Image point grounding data
****************************************

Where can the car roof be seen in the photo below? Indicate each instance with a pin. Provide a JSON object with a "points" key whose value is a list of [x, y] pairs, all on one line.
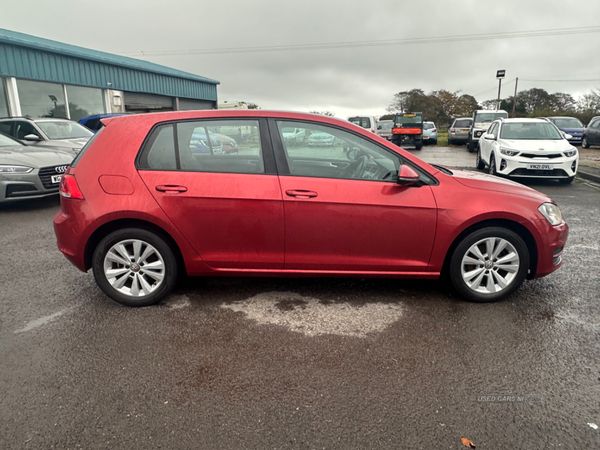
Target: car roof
{"points": [[221, 113], [522, 120]]}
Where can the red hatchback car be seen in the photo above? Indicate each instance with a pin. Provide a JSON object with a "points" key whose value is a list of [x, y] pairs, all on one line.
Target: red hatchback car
{"points": [[138, 207]]}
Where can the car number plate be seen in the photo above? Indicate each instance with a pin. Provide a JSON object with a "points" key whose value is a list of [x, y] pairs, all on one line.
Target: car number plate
{"points": [[539, 166]]}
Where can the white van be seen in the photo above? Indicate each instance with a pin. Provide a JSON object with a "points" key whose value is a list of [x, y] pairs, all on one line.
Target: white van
{"points": [[366, 122]]}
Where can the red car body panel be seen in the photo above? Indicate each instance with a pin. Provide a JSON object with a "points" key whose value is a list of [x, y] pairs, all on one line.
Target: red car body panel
{"points": [[362, 226], [350, 228], [231, 220]]}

****************************************

An exact copy of the entries, minus the pictures, is what to return.

Answer space
Where can the car roof be seen in the photo below? Indicate each instance with a pin. Provide a JSON object with a "points" key whose value is a list of [x, y] pairs, all on one line.
Target: car roof
{"points": [[221, 113], [522, 120]]}
Where can the red hatchback car be seen in the photo above? Indicate each instance with a pin. Provide a JSON object with a "points" key whose value is a list of [x, y] pairs, all on one line.
Target: red hatchback car
{"points": [[138, 207]]}
Where can the car number plate be seen in the photo above? Indicate each instance with a pin. Provide a JSON object with a "points" key whose value is a list of [x, y] pairs, all on one line.
Target: car number plate
{"points": [[539, 166]]}
Where can the white van be seen in the photo above? Indicate each instance with a pin. Provide a JSON object with a "points" key whose value is a list of [x, y] pairs, all on one line.
Target: white van
{"points": [[366, 122]]}
Where can the red car body panel be seen in the photo above? Indicate each instance with a pin. Provide a JSON object with a "points" key whose value is a list of [x, y] pairs, all on one line.
Target: red car body panel
{"points": [[362, 226], [350, 228], [231, 220]]}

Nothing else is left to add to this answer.